(Provided records Opens)

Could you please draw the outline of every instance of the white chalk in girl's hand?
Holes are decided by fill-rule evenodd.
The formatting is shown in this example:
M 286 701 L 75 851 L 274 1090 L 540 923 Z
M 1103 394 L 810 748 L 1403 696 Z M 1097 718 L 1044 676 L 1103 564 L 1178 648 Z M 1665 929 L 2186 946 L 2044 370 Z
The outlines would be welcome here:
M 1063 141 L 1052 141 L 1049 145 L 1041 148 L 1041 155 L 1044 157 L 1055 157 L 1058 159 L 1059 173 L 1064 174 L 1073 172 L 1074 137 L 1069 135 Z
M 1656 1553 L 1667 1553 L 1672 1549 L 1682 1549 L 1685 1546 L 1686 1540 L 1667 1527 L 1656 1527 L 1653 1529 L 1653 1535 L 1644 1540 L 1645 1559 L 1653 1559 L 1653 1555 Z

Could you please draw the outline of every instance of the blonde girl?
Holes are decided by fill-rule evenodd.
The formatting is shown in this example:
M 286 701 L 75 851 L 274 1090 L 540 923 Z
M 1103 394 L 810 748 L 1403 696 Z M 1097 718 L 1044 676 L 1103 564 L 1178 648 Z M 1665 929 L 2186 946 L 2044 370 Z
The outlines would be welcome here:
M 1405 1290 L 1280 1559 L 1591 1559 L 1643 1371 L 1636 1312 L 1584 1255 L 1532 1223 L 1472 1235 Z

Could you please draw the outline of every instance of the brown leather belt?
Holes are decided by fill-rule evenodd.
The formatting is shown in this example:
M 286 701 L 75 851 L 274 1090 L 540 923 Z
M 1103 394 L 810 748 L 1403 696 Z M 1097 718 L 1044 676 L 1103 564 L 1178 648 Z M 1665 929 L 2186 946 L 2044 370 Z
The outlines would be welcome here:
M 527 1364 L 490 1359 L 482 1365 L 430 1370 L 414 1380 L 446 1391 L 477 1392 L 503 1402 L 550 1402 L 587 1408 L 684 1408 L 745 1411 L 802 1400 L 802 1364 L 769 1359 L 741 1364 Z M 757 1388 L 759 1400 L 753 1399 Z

(Provided records Closes)

**Try it:**
Filter the entries above and keep only the lines with the word "instance".

**Solution for this task:**
Could you please draw the outline of every instance of the white chalk in girl's hand?
Could you please draw the outline of every instance of the blonde girl?
Could you please draw the outline of every instance of the brown leather belt?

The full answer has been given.